==== Texte fourni
De Carolis remporte l’ultra banco
par LM
lundi 29 mai 2006
Comme le dirait la voix du peuple : ça devait arriver. L’animateur (habillé de) noir Thierry Ardisson s’est laissé piéger par l’amateur de belles pierres (jaunes ?) Patrick de Carolis. Ou comment « casser » Laurent Baffie lui-même.
C’est plus excitant que le Mercato des footeux : cette année, la télévision vend à tout va, transfère, achète, déplace. Après Karl Zéro jeté par Canal, après Ferrari achetée par Canal, Castaldi piqué par TF1 à M6, puis viré manu militari par M6 qui ne l’a même pas laissé finir la Nouvelle Star ( !!), après Thomas Hugues, mari de Ferrari qui ne sait pas trop où aller, et qui officiellement « discute encore avec TF1 », voici deux grandes stars de cette télé dite « réalité » qui vont larguer les amarres : Fogiel quitte France 3, et Ardisson démissionne de France 2. C’est le service public qu’on déménage !
Notons tout de suite que ces deux spectaculaires évasions ont des motifs très différents : Fogiel, le petit teigneux d’On ne peut pas plaire à tout le monde paie ses mauvaises audiences tandis qu’Ardisson lui, paie ses trop nombreuses casquettes.
Selon la nouvelle règle édictée par le très chiraquien président de France Télévision, Patrick de Carolis, Ardisson ne pouvait pas être à la fois présentateur et producteur de Tout le monde en parle et présentateur et producteur de 93 faubourg saint-Honoré sur Paris Première. Pour de Carolis, les présentateurs doivent satisfaire à une « règle d’exclusivité » qui les lie au service public. Ils peuvent arrondir leurs fins de mois sur des chaînes privées, sur le câble ou le satellite, mais pas sur des chaînes dites « hertziennes ». Or, depuis l’avènement de la très chiraquienne TNT, de Carolis estime que Paris Première fait désormais partie des chaînes dites hertziennes.
========
▶ **Exercice proposé a**
Pour chacune des affirmations suivantes, dites si elle est conforme au texte fourni, en citant mot pour mot le passage qui tranche : (i) Fogiel quitte France 3. (ii) Ardisson part à cause de mauvaises audiences. (iii) D'après de Carolis, les présentateurs n'ont pas le droit de travailler sur le câble ou le satellite.
==== Données fournies
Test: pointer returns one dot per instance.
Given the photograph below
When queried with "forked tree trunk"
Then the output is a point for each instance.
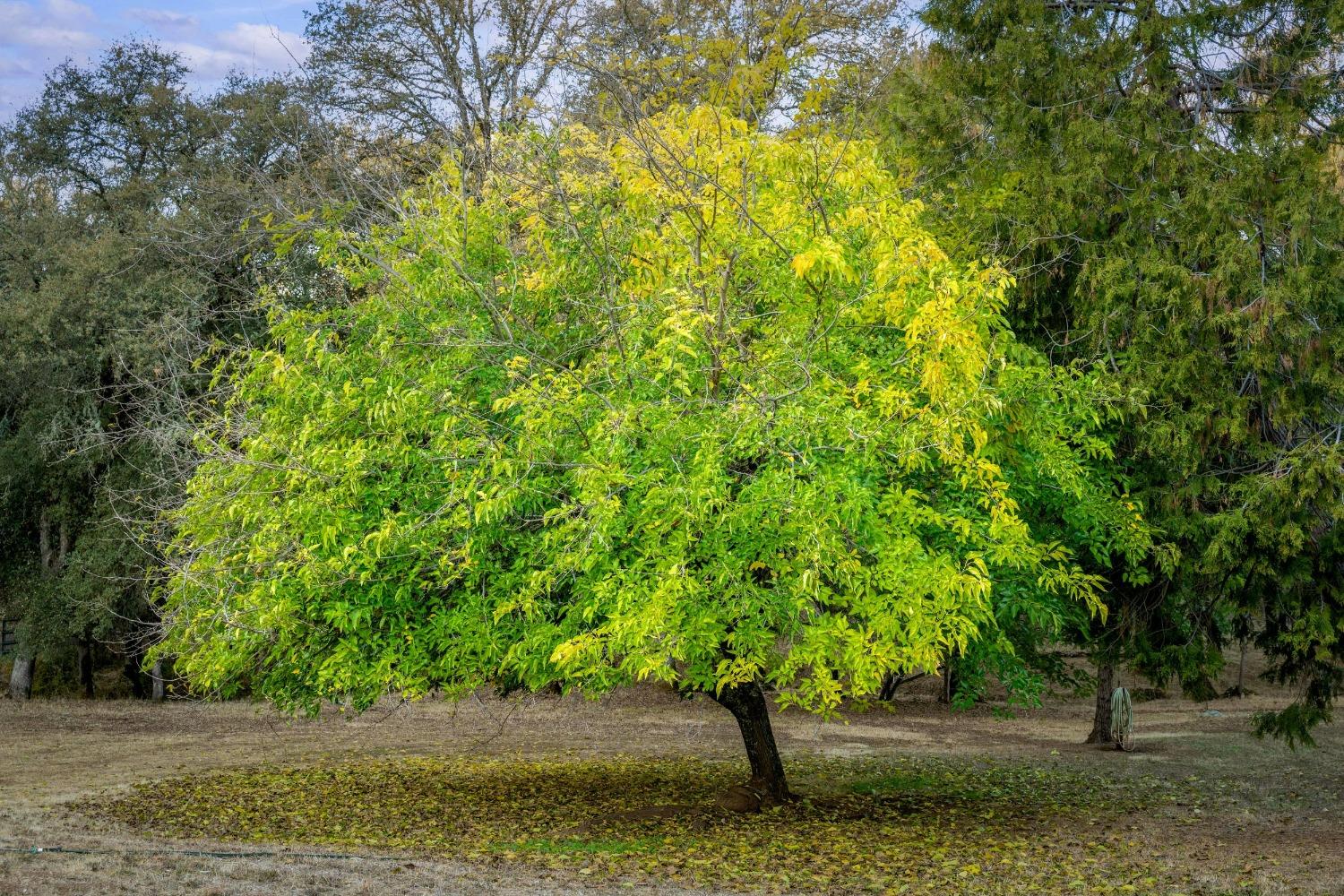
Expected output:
(21, 678)
(747, 705)
(1101, 732)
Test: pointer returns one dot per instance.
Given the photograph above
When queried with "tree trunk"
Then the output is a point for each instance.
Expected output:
(892, 683)
(159, 691)
(85, 667)
(1101, 732)
(747, 705)
(21, 678)
(134, 675)
(1241, 672)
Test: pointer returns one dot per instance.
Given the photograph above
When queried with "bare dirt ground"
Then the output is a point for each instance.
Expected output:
(1271, 823)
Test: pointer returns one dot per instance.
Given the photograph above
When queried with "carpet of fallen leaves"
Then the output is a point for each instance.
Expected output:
(890, 826)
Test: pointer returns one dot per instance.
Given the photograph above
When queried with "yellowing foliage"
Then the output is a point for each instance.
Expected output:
(695, 403)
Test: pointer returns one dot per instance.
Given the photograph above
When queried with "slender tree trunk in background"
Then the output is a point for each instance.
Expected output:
(949, 683)
(747, 704)
(1241, 672)
(85, 650)
(159, 689)
(21, 677)
(134, 675)
(1101, 732)
(892, 683)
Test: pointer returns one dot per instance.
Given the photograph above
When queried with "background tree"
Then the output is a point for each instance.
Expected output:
(695, 405)
(449, 72)
(1156, 177)
(761, 59)
(123, 261)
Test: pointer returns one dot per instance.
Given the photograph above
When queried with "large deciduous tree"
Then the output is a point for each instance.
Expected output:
(449, 72)
(695, 405)
(1158, 177)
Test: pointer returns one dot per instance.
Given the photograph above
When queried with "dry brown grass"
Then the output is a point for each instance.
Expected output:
(1273, 828)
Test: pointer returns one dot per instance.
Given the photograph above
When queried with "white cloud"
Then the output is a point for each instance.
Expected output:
(56, 27)
(246, 47)
(166, 19)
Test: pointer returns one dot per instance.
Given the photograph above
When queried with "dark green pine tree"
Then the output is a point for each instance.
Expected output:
(1163, 177)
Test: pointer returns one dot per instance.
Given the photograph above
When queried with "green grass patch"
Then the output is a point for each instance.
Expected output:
(894, 826)
(578, 845)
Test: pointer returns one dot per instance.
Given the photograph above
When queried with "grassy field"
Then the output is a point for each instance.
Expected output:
(551, 794)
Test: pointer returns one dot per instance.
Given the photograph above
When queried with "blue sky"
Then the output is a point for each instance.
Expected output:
(214, 38)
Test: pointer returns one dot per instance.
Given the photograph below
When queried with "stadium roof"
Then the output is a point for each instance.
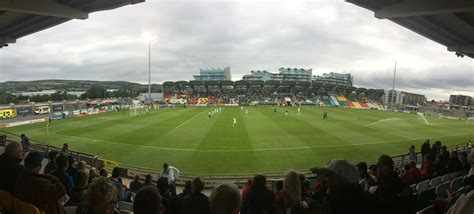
========
▶ **Exercice proposé b**
Relevez toutes les lignes qui contiennent le mot « green », en respectant les majuscules et les minuscules.

▶ **Corrigé détaillé a**
(i) Oui : « Fogiel quitte France 3 ».
(ii) Non : « Fogiel, le petit teigneux d’On ne peut pas plaire à tout le monde paie ses mauvaises audiences tandis qu’Ardisson lui, paie ses trop nombreuses casquettes ».
(iii) Non : « Ils peuvent arrondir leurs fins de mois sur des chaînes privées, sur le câble ou le satellite, mais pas sur des chaînes dites « hertziennes » ».

▶ **Corrigé détaillé b**
When queried with "dark green pine tree"
When queried with "green grass patch"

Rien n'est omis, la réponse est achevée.